Assignment
Repeat the entries below exactly, missing none.

Record set
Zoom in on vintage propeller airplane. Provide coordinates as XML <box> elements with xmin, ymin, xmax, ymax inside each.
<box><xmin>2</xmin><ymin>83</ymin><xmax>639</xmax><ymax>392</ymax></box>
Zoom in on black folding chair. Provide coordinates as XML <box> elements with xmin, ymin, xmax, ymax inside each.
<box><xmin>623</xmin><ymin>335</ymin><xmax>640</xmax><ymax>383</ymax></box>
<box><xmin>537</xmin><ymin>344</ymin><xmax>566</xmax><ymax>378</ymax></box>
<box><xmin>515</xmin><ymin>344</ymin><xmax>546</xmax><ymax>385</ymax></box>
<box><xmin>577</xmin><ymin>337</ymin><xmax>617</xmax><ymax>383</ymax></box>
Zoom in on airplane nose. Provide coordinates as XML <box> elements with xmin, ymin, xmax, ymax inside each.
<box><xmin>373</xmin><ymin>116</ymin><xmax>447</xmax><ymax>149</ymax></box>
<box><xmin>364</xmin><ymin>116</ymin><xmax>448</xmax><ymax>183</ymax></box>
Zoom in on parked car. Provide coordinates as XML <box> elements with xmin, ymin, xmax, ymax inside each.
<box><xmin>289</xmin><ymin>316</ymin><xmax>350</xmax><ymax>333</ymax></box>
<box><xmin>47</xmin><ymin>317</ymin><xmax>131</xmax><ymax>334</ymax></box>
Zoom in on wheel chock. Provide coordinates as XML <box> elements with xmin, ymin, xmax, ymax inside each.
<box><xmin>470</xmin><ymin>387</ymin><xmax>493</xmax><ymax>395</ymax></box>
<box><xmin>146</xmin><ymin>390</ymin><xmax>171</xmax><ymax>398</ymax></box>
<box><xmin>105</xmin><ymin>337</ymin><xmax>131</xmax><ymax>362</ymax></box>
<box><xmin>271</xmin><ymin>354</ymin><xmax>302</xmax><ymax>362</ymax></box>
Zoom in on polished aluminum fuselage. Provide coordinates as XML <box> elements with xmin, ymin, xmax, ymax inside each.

Completed exercise
Zoom in on vintage propeller airplane. Provide coordinates as XML <box> elements with xmin, ymin, xmax, ymax inside each.
<box><xmin>2</xmin><ymin>83</ymin><xmax>639</xmax><ymax>392</ymax></box>
Zoom in on black folding chair. Provide coordinates as XML <box> elements with xmin, ymin, xmax, ymax inside each.
<box><xmin>623</xmin><ymin>335</ymin><xmax>640</xmax><ymax>383</ymax></box>
<box><xmin>537</xmin><ymin>344</ymin><xmax>566</xmax><ymax>378</ymax></box>
<box><xmin>515</xmin><ymin>344</ymin><xmax>546</xmax><ymax>385</ymax></box>
<box><xmin>577</xmin><ymin>337</ymin><xmax>617</xmax><ymax>383</ymax></box>
Zoom in on airplane nose. Provide coordinates as XML <box> elements with xmin, ymin, xmax, ymax inside each.
<box><xmin>373</xmin><ymin>116</ymin><xmax>447</xmax><ymax>149</ymax></box>
<box><xmin>364</xmin><ymin>116</ymin><xmax>448</xmax><ymax>183</ymax></box>
Zoom in on parked car. Provide coordinates as XML <box> elements with xmin, ymin, xmax, ymax inside each.
<box><xmin>289</xmin><ymin>316</ymin><xmax>350</xmax><ymax>333</ymax></box>
<box><xmin>47</xmin><ymin>317</ymin><xmax>131</xmax><ymax>334</ymax></box>
Zoom in on wheel chock. Provide coordinates as XML <box> elements with xmin, ymin, xmax, ymax inside each.
<box><xmin>470</xmin><ymin>387</ymin><xmax>493</xmax><ymax>395</ymax></box>
<box><xmin>146</xmin><ymin>390</ymin><xmax>171</xmax><ymax>398</ymax></box>
<box><xmin>105</xmin><ymin>337</ymin><xmax>131</xmax><ymax>362</ymax></box>
<box><xmin>271</xmin><ymin>354</ymin><xmax>302</xmax><ymax>362</ymax></box>
Zoom in on polished aluminum fuselage. Provide coordinates as XML <box> elements with xmin, ymin, xmax, ymax inside each.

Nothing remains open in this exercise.